ILENA AMBROSIO | Il corpo sa tutto s’intitola una splendida raccolta di racconti di Banana Yoshimoto: percorsi di dolore e guarigione nei quali il carnale s’intreccia con lo spirituale, portandolo all’esterno, divenendo un tutt’uno con esso.
Corpo che si fa racconto del dentro ma anche del dietro, del passato. Un intreccio drammaturgico cui, nell’ambito di Romaeuropa avevamo già assistito con lo straordinario lavoro di Pilet e Meyrou e che pare riproposi, seppur in modalità estremamente differenti, con Influenza di Floor Robert/inQuanto teatro e Unwanted di Dorothée Munyaneza.
Mondi lontani anni luce quelli dei due lavori eppure accomunati dalla volontà di raccontare storie, ricordi e di farlo attraverso la materialità della scena e del corpo.
Storia personale per Influenza. Come ciò che abbiamo vissuto in passato influenza il nostro presente? Quali sono i segni esterni delle cose che non ci sono più ma che continuiamo a portarci dentro?
Una scena vuota e dei palloncini a elio verdi accolgono l’interprete; abitino rosso da bimbetta, mani sporche di terra e capelli raccolti in una treccia. L’incipit è fortemente lirico: un canto olandese, racconto di un ricordo d’infanzia, di una capanna in una foresta, di solitudine… Come in un pendolo di Newton la memoria fa da input a ciò che accadrà sulla scena. La Robert si muove con grazia, eterea quasi fosse uscita da quel racconto o da un sogno i confini del quale si spostano delimitati dai palloncini verdi, protagonisti insieme all’interprete, della scena.

* Consegna A: Filtra i record e copia ogni riga che contiene la stringa "bicycle", distinguendo tra maiuscole e minuscole.
* Consegna B: Scrivi il seguito della recensione teatrale su Influenza e Unwanted, partendo da dove si ferma.
Il brano e i record hanno provenienze diverse.

* Righe dei dati:

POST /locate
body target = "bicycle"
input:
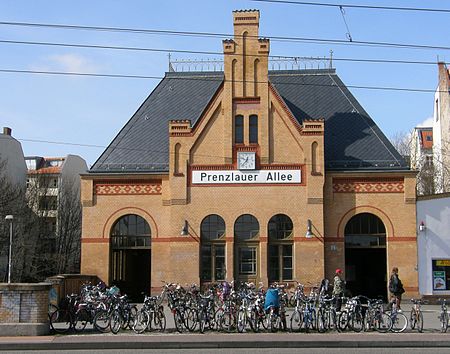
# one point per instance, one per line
(416, 316)
(375, 317)
(399, 320)
(443, 317)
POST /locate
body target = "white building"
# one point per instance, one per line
(433, 220)
(441, 130)
(48, 178)
(11, 153)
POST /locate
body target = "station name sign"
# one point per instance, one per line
(247, 177)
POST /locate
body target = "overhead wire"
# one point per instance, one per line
(379, 88)
(204, 52)
(222, 35)
(366, 7)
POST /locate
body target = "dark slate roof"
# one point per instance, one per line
(143, 143)
(352, 139)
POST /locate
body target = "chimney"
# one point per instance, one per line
(7, 131)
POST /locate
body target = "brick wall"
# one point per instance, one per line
(24, 303)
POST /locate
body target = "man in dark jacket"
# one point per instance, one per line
(396, 287)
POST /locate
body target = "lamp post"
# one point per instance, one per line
(10, 218)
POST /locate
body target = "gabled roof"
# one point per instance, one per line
(352, 139)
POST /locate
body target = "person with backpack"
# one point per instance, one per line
(338, 288)
(396, 287)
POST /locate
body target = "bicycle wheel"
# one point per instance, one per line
(356, 322)
(179, 321)
(81, 319)
(444, 321)
(61, 321)
(218, 315)
(115, 321)
(191, 319)
(101, 321)
(399, 323)
(343, 321)
(412, 319)
(241, 321)
(228, 321)
(321, 321)
(160, 320)
(129, 317)
(141, 322)
(296, 321)
(382, 322)
(420, 322)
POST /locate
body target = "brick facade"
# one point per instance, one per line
(327, 199)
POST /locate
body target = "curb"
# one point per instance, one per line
(131, 343)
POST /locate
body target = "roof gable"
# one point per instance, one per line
(352, 139)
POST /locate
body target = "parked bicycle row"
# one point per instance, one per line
(228, 308)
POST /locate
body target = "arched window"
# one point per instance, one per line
(246, 237)
(176, 167)
(365, 230)
(255, 76)
(314, 157)
(212, 264)
(130, 231)
(280, 261)
(246, 228)
(130, 252)
(239, 129)
(253, 127)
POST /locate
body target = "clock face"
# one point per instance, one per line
(246, 160)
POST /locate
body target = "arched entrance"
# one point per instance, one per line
(131, 256)
(212, 249)
(365, 256)
(246, 247)
(280, 261)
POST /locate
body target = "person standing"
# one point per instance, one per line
(338, 288)
(396, 287)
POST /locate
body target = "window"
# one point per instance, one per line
(130, 231)
(437, 110)
(246, 228)
(239, 129)
(247, 260)
(246, 233)
(212, 250)
(441, 274)
(48, 203)
(253, 125)
(280, 260)
(365, 230)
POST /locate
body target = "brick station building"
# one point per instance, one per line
(250, 174)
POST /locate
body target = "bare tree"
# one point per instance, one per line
(47, 227)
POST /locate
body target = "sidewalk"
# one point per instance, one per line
(214, 340)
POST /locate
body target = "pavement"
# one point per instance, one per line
(430, 338)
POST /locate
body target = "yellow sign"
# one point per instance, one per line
(443, 263)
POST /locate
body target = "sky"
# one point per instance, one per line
(56, 115)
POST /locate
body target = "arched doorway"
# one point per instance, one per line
(131, 256)
(280, 261)
(212, 249)
(246, 246)
(365, 256)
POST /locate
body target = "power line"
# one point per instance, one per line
(222, 35)
(367, 7)
(129, 76)
(165, 152)
(172, 50)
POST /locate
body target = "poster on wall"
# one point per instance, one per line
(439, 280)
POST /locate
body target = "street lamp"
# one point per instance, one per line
(10, 218)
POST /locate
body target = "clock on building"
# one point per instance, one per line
(246, 160)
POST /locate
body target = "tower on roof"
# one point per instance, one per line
(246, 56)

* Risultato A:
body target = "bicycle"
body target = "bicycle wheel"
body target = "parked bicycle row"

* Risultato B:
E, come in un sogno, appaiono personaggi surreali da mondo di Oz: un uomo-cespuglio – il danzatore Francesco Michele Laterza –, una capanna camminante fatta di giornali – l’attore Giacomo Bogani. Entità che fanno da ulteriore stimolo all’azione; il corpo della protagonista reagisce a esse, vi interagisce con la danza, con smorfie da bambina, con movimenti replicati, con gesti d’affetto.
Così, in questo susseguirsi di immagini oniriche, Floor Robert ha costruito un lavoro del quale si percepisce certamente la nostalgia ma che fatica a seguire un sostanziale filo drammaturgico, la cui levità diventa a tratti inconsistenza, risultando, così, inefficace nel suscitare una pregnante e persistente emozione nello spettatore.
Decisamente diverso il lavoro di Dorothée Munyaneza. In una sorta di documentario le voci di donne sopravvissute al genocidio contro i Tutsi in Rwanda testimoniano delle violenze sessuali subite, delle malattie contratte, dei bambini messi al mondo ma, per tutta la vita, quasi odiati poiché insopportabile promemoria di uno straziante passato. Il racconto non è autobiografico eppure la Munyaneza lo porta in scena accogliendolo con il proprio corpo e la propria voce.
In un ampio spazio movimentato da schizofrenici giochi di luce gli elementi si compongono in un tutto stratificato ma compatto del quale la potenza e l’immediatezza espressiva sono i tratti fondamentali. Una forza irruenta, disarmante, violenta quanto quella dei soldati stupratori che hanno devastato, come un campo di battaglia, i corpi delle loro vittime. Quelle storie raccontate dalla voce delle stesse donne, sono prese in carico dalla scena, dal corpo della protagonista i gesti della quale paiono evocare, più che la violenza fisica, lo strazio interiore da essa generato; dalla camaleontica voce di Holland Andrews, capace di modulazioni ed effetti talmente sorprendenti da sembrare artificiali; ancora, dalle composizioni di Alain Mahé creatrici dell’atmosfera tumultuosa nella quale si inserisce quel tutto.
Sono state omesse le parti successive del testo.